* _Task goal_
Set down the records that follow exactly, every line of them.

* _Input data_

----------------

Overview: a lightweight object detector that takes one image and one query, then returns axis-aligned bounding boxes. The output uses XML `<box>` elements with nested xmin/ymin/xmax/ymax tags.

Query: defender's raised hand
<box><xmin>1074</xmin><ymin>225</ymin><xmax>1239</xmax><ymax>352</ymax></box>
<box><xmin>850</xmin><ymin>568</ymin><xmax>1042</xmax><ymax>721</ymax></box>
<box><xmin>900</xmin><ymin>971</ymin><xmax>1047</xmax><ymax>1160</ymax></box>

----------------

* _Solution_
Overview: a lightweight object detector that takes one image and one query, then returns axis-aligned bounding boxes. The output uses XML `<box>` elements with nested xmin/ymin/xmax/ymax tags.

Query: defender's raised hand
<box><xmin>1074</xmin><ymin>225</ymin><xmax>1239</xmax><ymax>352</ymax></box>
<box><xmin>850</xmin><ymin>568</ymin><xmax>1042</xmax><ymax>721</ymax></box>
<box><xmin>900</xmin><ymin>971</ymin><xmax>1047</xmax><ymax>1160</ymax></box>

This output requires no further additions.